▶ **DIRECTIONS FOR THIS TASK**: In the abstract on applying FABRIC to architectural and landscape icons, which four European cities does the study examine?

▶ **SOURCE TEXT**:
Applying FABRIC as a Tool to Understanding Architectural and Landscape Icons in a Time of Travel Restrictions
journal contributionposted on 09.11.2021, 19:23 by Jacqueline McIntosh, Bruno MarquesBruno Marques
Iconic architecture and landscape architecture are most often understood through photographic media that mediates between the idea and the reality for those learning to design. The drastic lockdown responses to COVID-19 and the limitations on local and international travel highlighted the importance of the visual and the potential of the virtual. However, visual media can also be understood as systems that go far beyond a strict representation of an object. In this climate where publicity, politics, and perception play ever more crucial roles, representations of iconic architecture and landscapes increasingly blur the boundaries between the imaginary and the tangible. This paper examines the experience of iconic architecture and landscape in four iconic European cities (Paris, Barcelona, Seville, and Lisbon) as seen through the eyes of fifty postgraduate architecture, interior architecture, and landscape architecture students from New Zealand. It compares their understanding of a building or landscape from its photographic image before engaging with the physical reality. Students were asked to first identify iconic architecture and landscape, then closely analyze and document the essential qualities which established its pre-eminence. A subsequent visit to each of the places provided the opportunity for comparison and the testing of the realities and fictions of the icons themselves. Our research finds that today’s architecture students are savvy and sophisticated consumers of technology. It also presents FABRIC, a conceptual framework that offers additional scaffolding for educating design students through experiential learning in a time of travel restrictions.

▶ **SUPPLIED DATA**:
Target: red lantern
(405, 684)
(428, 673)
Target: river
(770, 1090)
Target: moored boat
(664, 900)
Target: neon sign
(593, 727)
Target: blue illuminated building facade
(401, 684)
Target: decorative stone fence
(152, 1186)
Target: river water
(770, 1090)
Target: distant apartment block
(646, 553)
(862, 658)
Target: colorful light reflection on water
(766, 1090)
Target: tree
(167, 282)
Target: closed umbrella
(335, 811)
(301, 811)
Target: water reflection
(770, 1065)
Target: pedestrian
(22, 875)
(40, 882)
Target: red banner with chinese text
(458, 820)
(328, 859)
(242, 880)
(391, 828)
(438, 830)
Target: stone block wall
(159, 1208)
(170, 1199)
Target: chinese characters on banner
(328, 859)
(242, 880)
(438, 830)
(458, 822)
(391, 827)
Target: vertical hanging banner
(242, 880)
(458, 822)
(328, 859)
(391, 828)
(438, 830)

▶ **RESULT OF THIS EXERCISE**: Paris, Barcelona, Seville, and Lisbon.